Exercise:
Which lines in the material below contain the string "water"? List every such line in full, treating uppercase and lowercase letters as different.

Entries shown:
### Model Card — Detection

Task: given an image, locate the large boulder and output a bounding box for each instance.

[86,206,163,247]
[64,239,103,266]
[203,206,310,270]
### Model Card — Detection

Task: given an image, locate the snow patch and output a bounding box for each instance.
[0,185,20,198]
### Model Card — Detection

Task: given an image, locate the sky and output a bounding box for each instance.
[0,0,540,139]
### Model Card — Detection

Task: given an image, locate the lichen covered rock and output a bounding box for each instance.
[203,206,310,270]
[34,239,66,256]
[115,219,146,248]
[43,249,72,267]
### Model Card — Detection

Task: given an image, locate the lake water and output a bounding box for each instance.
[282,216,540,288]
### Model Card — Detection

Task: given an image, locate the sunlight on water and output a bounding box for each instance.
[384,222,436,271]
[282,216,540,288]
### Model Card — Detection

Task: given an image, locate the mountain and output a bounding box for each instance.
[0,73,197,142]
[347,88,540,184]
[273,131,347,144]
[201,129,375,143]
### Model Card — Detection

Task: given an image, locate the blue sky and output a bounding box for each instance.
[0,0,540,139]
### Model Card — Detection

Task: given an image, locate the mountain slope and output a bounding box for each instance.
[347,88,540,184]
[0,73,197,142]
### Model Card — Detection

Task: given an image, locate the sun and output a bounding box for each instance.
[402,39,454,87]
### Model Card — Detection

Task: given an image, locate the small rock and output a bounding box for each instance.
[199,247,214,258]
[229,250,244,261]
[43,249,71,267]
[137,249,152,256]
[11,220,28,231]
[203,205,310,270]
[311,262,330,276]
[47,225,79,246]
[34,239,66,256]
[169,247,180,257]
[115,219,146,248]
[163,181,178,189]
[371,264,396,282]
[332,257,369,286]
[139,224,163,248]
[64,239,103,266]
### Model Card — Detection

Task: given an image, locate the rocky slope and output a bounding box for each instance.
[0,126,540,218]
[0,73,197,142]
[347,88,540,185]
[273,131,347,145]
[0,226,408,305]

Solution:
Task: given an image, locate the lake water and output a bounding box for each instance.
Task: given an image, locate the sunlight on water and output a bounding box for each instance.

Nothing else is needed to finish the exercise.